--- Start Entries provided ---

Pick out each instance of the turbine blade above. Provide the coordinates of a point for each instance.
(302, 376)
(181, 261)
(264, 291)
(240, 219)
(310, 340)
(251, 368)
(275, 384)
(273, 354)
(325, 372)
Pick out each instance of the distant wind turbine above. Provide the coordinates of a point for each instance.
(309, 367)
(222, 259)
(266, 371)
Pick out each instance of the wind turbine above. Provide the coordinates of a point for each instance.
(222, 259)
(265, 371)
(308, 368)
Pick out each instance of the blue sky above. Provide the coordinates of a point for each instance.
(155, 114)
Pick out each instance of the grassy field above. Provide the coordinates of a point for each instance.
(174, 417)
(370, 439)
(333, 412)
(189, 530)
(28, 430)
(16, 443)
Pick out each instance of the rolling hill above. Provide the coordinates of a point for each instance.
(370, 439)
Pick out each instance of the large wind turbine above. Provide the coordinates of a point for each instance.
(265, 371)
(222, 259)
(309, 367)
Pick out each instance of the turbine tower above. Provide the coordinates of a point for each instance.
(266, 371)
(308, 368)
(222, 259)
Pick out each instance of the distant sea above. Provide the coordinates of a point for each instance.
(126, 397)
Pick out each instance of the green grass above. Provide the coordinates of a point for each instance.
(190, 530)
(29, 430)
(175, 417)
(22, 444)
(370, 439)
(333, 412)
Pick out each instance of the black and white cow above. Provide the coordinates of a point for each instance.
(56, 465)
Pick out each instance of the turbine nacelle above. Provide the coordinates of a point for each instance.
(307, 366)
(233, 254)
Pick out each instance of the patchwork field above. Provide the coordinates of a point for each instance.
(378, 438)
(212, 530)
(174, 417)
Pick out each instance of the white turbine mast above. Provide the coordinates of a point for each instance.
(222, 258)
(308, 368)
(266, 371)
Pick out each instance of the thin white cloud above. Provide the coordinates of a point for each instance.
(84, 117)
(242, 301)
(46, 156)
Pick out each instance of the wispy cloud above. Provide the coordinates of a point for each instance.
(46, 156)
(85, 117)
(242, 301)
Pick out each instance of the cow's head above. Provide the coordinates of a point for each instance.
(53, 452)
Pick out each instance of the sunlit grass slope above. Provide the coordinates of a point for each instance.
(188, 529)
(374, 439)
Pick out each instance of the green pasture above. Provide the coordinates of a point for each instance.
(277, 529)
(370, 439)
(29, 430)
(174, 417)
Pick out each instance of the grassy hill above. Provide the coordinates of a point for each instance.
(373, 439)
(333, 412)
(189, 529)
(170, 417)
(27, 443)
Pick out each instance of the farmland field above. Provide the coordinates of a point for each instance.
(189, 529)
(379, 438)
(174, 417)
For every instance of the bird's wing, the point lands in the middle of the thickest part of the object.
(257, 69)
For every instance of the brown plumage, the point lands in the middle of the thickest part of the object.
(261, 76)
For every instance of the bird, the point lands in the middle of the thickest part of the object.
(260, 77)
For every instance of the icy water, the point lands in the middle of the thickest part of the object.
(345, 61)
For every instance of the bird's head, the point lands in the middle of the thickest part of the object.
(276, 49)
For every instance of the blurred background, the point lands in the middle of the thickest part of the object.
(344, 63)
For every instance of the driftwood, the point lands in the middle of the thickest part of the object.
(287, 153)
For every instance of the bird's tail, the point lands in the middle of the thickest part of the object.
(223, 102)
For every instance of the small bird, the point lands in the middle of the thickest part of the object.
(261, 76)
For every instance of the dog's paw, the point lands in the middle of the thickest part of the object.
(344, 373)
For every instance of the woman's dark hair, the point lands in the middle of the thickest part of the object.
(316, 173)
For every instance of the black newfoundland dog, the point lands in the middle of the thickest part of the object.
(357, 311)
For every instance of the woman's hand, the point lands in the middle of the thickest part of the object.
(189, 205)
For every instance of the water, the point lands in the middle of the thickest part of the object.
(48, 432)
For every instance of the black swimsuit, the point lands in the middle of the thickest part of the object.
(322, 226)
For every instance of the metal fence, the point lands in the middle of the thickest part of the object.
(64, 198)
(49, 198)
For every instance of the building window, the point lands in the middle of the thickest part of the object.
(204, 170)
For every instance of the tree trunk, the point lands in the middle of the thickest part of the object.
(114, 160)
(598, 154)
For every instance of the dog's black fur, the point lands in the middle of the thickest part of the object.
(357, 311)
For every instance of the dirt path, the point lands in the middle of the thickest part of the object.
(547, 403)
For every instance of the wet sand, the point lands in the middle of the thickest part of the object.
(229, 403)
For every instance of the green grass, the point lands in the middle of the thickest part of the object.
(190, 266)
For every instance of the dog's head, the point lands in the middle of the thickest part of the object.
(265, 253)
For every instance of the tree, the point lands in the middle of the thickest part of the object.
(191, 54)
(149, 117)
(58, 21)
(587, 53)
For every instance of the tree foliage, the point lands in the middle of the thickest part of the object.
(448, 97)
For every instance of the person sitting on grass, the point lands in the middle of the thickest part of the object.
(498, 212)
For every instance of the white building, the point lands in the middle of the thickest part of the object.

--- End Entries provided ---

* What the exercise asks: Copy every line verbatim.

* Written response:
Pick out each instance of the turbine blade above. Provide the coordinates of a point for each instance.
(302, 376)
(181, 261)
(264, 291)
(240, 219)
(310, 340)
(251, 368)
(275, 384)
(273, 354)
(325, 372)
Pick out each instance of the distant wind turbine above. Provide the coordinates of a point for each instance.
(309, 367)
(222, 259)
(266, 371)
Pick out each instance of the wind turbine above. Provide the coordinates of a point for each instance.
(222, 259)
(265, 371)
(308, 368)
Pick out each instance of the blue sky above. Provide the coordinates of a point for each instance.
(155, 114)
Pick out each instance of the grassy field above. Provide the coordinates of a point for each instance.
(174, 417)
(370, 439)
(333, 412)
(189, 530)
(28, 430)
(16, 443)
Pick out each instance of the rolling hill above. Provide the coordinates of a point for each instance.
(370, 439)
Pick out each instance of the large wind turbine above. Provide the coordinates of a point for each instance.
(265, 371)
(222, 259)
(309, 367)
Pick out each instance of the turbine tower above. Provide the coordinates of a point for each instance.
(266, 371)
(308, 368)
(222, 259)
Pick out each instance of the distant sea above. Provide the coordinates of a point for each instance.
(126, 397)
Pick out each instance of the green grass above. Provide the coordinates of a point for each instance.
(190, 530)
(29, 430)
(175, 417)
(22, 444)
(370, 439)
(333, 412)
Pick out each instance of the black and white cow above. Provide the coordinates of a point for each instance.
(56, 465)
Pick out each instance of the turbine nacelle above. Provide the coordinates of a point for each instance.
(307, 366)
(233, 254)
Pick out each instance of the patchwork field above. Provide the coordinates of a point for each instance.
(378, 438)
(212, 530)
(174, 417)
Pick out each instance of the white turbine mast above. Provide the coordinates of a point for each instance.
(222, 258)
(308, 368)
(266, 371)
Pick out each instance of the thin white cloud above. Provide the coordinates of a point for each instance.
(84, 117)
(242, 301)
(46, 156)
Pick out each instance of the wispy cloud above. Provide the coordinates of a point for each instance.
(46, 156)
(85, 117)
(242, 301)
Pick out each instance of the cow's head above. Provide the coordinates of a point for each instance.
(53, 452)
Pick out each instance of the sunlit grass slope above. Provide the coordinates of a point for each instance.
(188, 529)
(374, 439)
Pick out each instance of the green pasture above. Provide the coordinates of a point for each instance.
(277, 529)
(370, 439)
(29, 430)
(174, 417)
Pick out each instance of the grassy hill above. Provide the coordinates of a point for each instance.
(373, 439)
(333, 412)
(189, 529)
(170, 417)
(27, 443)
Pick out each instance of the farmland field above. Provide the coordinates of a point for each instance.
(189, 529)
(379, 438)
(174, 417)
For every instance of the bird's wing, the point lands in the middle of the thickest part of the object.
(257, 69)
For every instance of the brown plumage, the point lands in the middle of the thickest part of the object.
(261, 76)
For every instance of the bird, the point lands in the middle of the thickest part of the object.
(260, 77)
For every instance of the icy water, the point lands in the middle of the thickest part of the object.
(345, 61)
For every instance of the bird's head, the point lands in the middle of the thickest part of the object.
(276, 49)
For every instance of the blurred background, the point lands in the middle of the thickest part of the object.
(344, 63)
For every instance of the driftwood, the point lands in the middle of the thickest part of the object.
(287, 153)
For every instance of the bird's tail, the point lands in the middle of the thickest part of the object.
(223, 102)
For every instance of the small bird, the point lands in the middle of the thickest part of the object.
(261, 76)
For every instance of the dog's paw, the point lands in the middle of the thickest part of the object.
(344, 373)
For every instance of the woman's dark hair, the point lands in the middle of the thickest part of the object.
(316, 173)
For every instance of the black newfoundland dog, the point lands in the middle of the thickest part of the object.
(357, 311)
For every instance of the woman's hand, the point lands in the middle of the thickest part of the object.
(189, 205)
For every instance of the water, the point lands in the middle of the thickest part of the object.
(48, 432)
For every instance of the black swimsuit, the point lands in the middle of the thickest part of the object.
(322, 226)
For every instance of the metal fence, the point lands in the middle of the thickest part of the object.
(64, 198)
(49, 198)
For every instance of the building window, the point lands in the middle of the thickest part of the object.
(204, 170)
For every instance of the tree trunk, the point lands in the middle of the thickest part of the object.
(114, 160)
(598, 154)
For every instance of the dog's black fur, the point lands in the middle of the thickest part of the object.
(357, 311)
For every instance of the dirt path, the point lands in the middle of the thickest part of the object.
(547, 403)
For every instance of the wet sand, the point lands in the middle of the thickest part of the object.
(229, 403)
For every instance of the green grass, the point lands in the middle of the thickest part of the object.
(190, 266)
For every instance of the dog's head, the point lands in the middle of the thickest part of the object.
(265, 253)
For every instance of the tree, the point lands in the middle of the thickest part of the object.
(191, 54)
(149, 117)
(58, 21)
(587, 53)
For every instance of the tree foliage, the point lands in the middle of the thickest part of the object.
(448, 97)
For every instance of the person sitting on grass, the point lands in the middle of the thickest part of the object.
(498, 212)
For every instance of the white building, the point lands in the middle of the thickest part of the object.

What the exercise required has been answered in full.